-- Start of Source extract --

So with that, we’d like to kick off today’s webinar. Thanks for taking the time to join us today. My name’s Harold Byun, and Baffle has been at the forefront of simplifying data protection and data encryption, particularly for Cloud environments. And one of the areas where adopting the solution is really to secure a lot of their Test/Dev environments, or staging environments in Cloud, so that they can obviously assume a faster release cycle and more of a DevOps posture and embracing the nimbleness and flexibility of the Cloud, but still with an eye to securing their data. I’m sure, as many of you are familiar and as we’ll cover in today’s webinar, there are a number of significant gaps related to data as it resides in the Cloud, as evidenced by the latest data leakage scenario that you may read about. And, there’s been a multitude of them with some pretty marquee names of folks who have had several million records exposed.

Harold Byun:

So, today’s agenda, we’re going to cover some common gaps in the Cloud data protection model that we’re seeing in the market, as well as some key trends that are ultimately affecting, not only the migration or the move to Cloud, but what is leading to a greater consternation and focus on how to best secure that data in the Cloud, and still be responsive to the business in an agile and accelerated fashion. We’ll talk about how you can support Test/Dev and staging spin ups in the Cloud, the process around that, that we’re seeing. People adopt from a Test/Dev environment spin up and the downstream effects of data pipelining, and what that does to ultimately lead to potential data exposures, or, again, data leaks in the Cloud.

Harold Byun:

We’ll review our single-click secure Cloud migration capabilities. The way we facilitate a faster and simplified spin up and integrating data protection into the migration process. We’ll talk a little bit about Cloud Key Management options and then open up for Q and A. This should be a relatively brief webinar, but it should give you a sense of some of the capability sets and how some people are adopting best practices around the overall Cloud data protection.

Harold Byun:

When we look at some key trends impacting Cloud data security in general, there, obviously, are many more, these are some of the major trends that we’re seeing, the first being fairly obvious around data breaches and data leakage. These events continue unabated, whether it’s a half a billion records from Marriott or 800 million from a mortgage company, I think First American Financial Corp. was the latest one, potentially, and maybe there’s one more recent than that. And then as it relates to overall security priorities, data loss and leakage is the number one Cloud security concern for folks, according to the 2019 Cloud Security Report.

-- End of Source extract --

Tasks and exercises:
1) According to the Cloud data protection webinar transcript, what is the number one Cloud security concern in the 2019 Cloud Security Report?
2) Write a continuation of the Cloud data protection webinar transcript, starting after its final sentence.

-- Start of Given entries --

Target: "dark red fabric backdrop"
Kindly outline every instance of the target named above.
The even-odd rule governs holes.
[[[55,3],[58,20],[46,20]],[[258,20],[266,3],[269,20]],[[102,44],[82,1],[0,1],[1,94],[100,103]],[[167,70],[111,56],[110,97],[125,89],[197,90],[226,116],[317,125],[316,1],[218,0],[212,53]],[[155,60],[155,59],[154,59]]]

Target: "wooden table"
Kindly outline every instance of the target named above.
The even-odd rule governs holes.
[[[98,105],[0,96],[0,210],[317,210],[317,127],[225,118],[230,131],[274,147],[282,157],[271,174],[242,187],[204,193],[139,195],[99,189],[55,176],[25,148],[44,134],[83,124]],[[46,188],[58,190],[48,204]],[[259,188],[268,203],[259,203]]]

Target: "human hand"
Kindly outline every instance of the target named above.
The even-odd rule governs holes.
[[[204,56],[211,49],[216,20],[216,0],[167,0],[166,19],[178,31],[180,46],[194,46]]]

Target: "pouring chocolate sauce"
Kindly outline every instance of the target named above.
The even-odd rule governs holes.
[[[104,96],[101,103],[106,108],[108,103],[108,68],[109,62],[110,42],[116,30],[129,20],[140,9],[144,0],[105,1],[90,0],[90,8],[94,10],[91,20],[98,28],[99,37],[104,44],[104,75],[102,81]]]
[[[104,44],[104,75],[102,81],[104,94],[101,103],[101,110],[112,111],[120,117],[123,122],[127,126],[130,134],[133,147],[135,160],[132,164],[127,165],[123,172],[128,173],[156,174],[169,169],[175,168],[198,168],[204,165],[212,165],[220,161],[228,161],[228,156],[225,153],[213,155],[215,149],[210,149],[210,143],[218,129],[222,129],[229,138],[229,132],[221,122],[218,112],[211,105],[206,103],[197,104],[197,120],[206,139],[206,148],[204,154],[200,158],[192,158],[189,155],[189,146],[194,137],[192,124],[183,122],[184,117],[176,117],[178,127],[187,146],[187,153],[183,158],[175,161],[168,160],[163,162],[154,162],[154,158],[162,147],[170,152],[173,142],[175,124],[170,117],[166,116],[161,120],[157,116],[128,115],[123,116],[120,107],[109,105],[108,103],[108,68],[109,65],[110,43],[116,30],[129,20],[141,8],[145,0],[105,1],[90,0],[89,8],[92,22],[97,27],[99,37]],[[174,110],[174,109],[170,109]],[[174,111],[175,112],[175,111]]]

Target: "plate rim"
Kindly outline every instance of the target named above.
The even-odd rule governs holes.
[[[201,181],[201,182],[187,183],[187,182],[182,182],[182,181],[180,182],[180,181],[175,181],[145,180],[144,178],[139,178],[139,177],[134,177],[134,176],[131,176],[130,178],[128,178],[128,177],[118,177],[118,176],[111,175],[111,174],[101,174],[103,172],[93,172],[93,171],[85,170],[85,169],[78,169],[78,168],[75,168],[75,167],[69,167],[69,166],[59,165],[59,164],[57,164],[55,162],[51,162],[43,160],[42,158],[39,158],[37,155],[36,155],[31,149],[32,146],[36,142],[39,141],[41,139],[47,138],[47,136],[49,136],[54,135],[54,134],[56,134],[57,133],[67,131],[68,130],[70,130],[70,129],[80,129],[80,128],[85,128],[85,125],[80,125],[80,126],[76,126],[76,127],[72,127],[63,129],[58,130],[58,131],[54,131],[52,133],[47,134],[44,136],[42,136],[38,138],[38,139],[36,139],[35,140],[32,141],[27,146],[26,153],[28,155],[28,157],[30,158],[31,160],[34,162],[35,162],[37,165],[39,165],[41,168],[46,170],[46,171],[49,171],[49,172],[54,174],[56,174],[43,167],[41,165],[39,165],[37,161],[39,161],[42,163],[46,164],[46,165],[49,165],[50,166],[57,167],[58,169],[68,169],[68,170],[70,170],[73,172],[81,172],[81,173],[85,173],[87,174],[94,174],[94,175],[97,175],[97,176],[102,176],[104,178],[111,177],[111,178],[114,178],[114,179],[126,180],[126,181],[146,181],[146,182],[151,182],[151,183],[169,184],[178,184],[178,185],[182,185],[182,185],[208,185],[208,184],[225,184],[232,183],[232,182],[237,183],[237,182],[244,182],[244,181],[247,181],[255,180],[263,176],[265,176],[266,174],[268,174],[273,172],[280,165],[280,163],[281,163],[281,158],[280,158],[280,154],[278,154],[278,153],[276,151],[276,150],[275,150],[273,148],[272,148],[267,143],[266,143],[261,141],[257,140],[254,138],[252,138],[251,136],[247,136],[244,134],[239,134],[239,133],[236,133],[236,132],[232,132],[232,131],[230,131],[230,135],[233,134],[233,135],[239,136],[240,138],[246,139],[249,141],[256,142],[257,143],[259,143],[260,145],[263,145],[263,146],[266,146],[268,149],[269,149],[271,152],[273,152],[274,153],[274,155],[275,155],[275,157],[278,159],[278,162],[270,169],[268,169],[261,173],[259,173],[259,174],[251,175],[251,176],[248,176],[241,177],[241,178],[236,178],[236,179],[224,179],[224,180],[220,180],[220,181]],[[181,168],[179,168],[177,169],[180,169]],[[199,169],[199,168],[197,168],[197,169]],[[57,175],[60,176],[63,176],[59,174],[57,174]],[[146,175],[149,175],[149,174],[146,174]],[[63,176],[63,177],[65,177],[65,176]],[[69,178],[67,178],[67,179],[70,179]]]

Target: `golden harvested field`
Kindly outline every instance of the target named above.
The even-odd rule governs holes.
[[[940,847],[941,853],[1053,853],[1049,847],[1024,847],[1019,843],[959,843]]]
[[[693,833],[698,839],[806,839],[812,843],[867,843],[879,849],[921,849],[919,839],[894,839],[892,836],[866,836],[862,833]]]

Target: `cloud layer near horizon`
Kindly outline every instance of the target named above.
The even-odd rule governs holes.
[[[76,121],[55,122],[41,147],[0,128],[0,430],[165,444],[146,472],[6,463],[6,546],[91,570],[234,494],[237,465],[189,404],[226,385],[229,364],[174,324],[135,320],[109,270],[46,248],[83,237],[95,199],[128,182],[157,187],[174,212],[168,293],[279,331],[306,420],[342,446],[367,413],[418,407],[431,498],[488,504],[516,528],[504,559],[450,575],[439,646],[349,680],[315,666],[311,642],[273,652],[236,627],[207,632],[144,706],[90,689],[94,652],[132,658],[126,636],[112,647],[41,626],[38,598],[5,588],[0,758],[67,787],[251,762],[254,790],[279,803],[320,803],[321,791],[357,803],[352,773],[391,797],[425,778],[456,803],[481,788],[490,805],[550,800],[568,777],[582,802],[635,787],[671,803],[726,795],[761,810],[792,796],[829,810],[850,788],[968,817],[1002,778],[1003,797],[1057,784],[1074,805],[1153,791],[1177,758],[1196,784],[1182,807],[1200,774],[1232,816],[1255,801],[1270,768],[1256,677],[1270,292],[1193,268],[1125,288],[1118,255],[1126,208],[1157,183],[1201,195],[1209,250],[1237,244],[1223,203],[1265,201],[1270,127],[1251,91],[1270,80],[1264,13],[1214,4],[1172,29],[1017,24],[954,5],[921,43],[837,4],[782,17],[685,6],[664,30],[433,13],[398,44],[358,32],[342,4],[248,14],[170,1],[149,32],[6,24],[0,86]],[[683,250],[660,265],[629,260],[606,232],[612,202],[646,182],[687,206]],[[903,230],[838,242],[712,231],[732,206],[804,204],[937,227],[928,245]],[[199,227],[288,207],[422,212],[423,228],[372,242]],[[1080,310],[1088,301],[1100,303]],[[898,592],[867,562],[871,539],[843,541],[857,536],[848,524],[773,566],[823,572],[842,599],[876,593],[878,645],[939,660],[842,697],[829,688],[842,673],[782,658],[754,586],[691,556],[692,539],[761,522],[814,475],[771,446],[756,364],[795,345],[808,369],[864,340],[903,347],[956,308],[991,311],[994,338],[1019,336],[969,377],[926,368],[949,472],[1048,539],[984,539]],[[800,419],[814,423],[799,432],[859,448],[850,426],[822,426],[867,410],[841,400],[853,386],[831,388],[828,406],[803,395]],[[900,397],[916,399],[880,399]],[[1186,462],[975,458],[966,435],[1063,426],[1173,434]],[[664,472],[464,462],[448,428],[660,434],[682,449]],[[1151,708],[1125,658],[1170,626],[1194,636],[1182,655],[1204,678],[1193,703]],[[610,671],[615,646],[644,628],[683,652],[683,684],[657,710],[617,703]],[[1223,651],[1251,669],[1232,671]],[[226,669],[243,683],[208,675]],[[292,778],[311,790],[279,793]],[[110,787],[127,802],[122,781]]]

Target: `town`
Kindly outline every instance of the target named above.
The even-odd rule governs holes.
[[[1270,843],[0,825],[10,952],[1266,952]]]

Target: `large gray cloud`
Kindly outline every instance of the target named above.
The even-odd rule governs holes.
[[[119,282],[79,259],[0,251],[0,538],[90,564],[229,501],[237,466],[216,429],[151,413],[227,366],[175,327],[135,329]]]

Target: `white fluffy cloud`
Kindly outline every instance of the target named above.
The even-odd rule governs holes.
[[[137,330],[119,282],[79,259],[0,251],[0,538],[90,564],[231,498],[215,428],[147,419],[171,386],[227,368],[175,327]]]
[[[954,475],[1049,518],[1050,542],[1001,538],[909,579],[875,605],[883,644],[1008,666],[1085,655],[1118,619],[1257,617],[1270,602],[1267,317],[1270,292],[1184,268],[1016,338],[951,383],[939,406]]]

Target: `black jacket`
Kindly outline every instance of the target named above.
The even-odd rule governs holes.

-- End of Given entries --

Expected answers:
1) Data loss and leakage.

2)
Harold Byun:

The other key trend that’s really impacting the overall Cloud data security attention level is how people are embracing DevOps, overall. This notion of shifting-left in the release cycle, being able to move faster from a continuous integration, continuous release model, is something that is very, very appealing for a lot of organizations given that the pace of the world is moving faster. But, it also means that, in many ways, as we’ve heard from certain customers, it’s leaving security behind in many aspects and that people are just releasing at a certain pace and security becomes very much an afterthought. Hence, given the rise also to terms like DevSecOps, where security is more interwoven into the overall DevOps release process, but, ultimately, the business wants to move faster, developers want faster spin ups, and access ultimately so that they can respond to the business requirements and competitive requirements in an accelerated fashion.

Harold Byun:

But, the real question is, how do you actually secure that data while you’re still meeting that accelerated timeline and deployment model? And then, the third major trend is privacy, privacy, privacy. We hear about it all the time. GDPR is really the poster child. There’s a lot of attention with the California Consumer Privacy Act, or CCPA. And, I think there are around 10 to 12 additional states that have regulation in progress around data privacy, as well as additional international nation states that are passing their own privacy regulations, as well. Obviously, the financial penalties have stiffened and the brand impact is much more severe. You can just point to the latest Facebook or Apple privacy ads in terms of the importance level that people are placing on that in today’s world.

Harold Byun:

When we look at overall privacy, it’s more of a global view of privacy regulations and where we’re starting to see emerging privacy regulations. Just a more of a global visual view. But, more or less, saying the same thing that we were saying in point number three of the slide before. And then, within the overall context of the shared responsibility model for Cloud, I think many people are familiar with this. Many people, we find, still are not. This is a view of this from AWS where the security of the infrastructure, or provisioning of the infrastructure, and securing of the infrastructure is the responsibility of the Cloud provider. And this example could be AWS, or Azure, or GCP, or other Cloud provider. The responsibility of the customer is the security in the Cloud and, specifically, security of the data in the Cloud. And that’s a fundamental difference in that.

Harold Byun:

You can even look at the overall security landscape of vendors working on Cloud-related technologies. There’s a ton of capabilities around securing, and configuring, and notifying around Cloud infrastructure, or misconfigurations. There is very little around actually securing your data in the Cloud. And, obviously, once you put that data in the Cloud, it does become your responsibility to protect it from a regulatory standpoint and just from a best practices and security standpoint.

Harold Byun:

When we look at Gartner’s view of the landscape of security, they have broken it out into some major categories. So CASBY, or Cloud Access Security Brokers, organizations like Sky High or Netskope, have traditionally been focused on monitoring Cloud access. There is the CSPM space, which is really around overall security of the infrastructure, so people who focus on configuration and compliance management. AWS, themselves, at Reinforce yesterday, just made an announcement around tower control, or Control Tower, rather, which is basically an automated compliance solution, as well as their announcement around Security Hub, which is a Cloud-based SIM model for security events and incidents. CWPP, or Cloud Workload Protection Platform, is really a focus around the processing workload or containers and microservices, and how those are secured.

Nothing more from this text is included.